| OBJECTIVE |
Copy the listing below word for word, with every line in the same order.

| SOURCE DATA |
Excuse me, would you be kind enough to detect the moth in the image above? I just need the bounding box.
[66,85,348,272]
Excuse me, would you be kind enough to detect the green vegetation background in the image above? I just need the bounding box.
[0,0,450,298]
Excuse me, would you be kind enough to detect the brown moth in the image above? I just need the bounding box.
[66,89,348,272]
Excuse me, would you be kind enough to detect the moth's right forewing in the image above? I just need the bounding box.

| EXERCISE SOLUTION |
Excuse me, would you be kind enough to detect the moth in the image above? I just need the bounding box.
[66,85,348,272]
Excuse me, would you be kind enough to detect the green vegetation background in the image above? I just need the bounding box.
[0,0,450,298]
Excuse me, would you be kind enough to detect the brown moth in the image above? I just need the bounding box.
[66,89,348,272]
Excuse me, would you be kind enough to detect the moth's right forewing in the image above? I just need the bounding box.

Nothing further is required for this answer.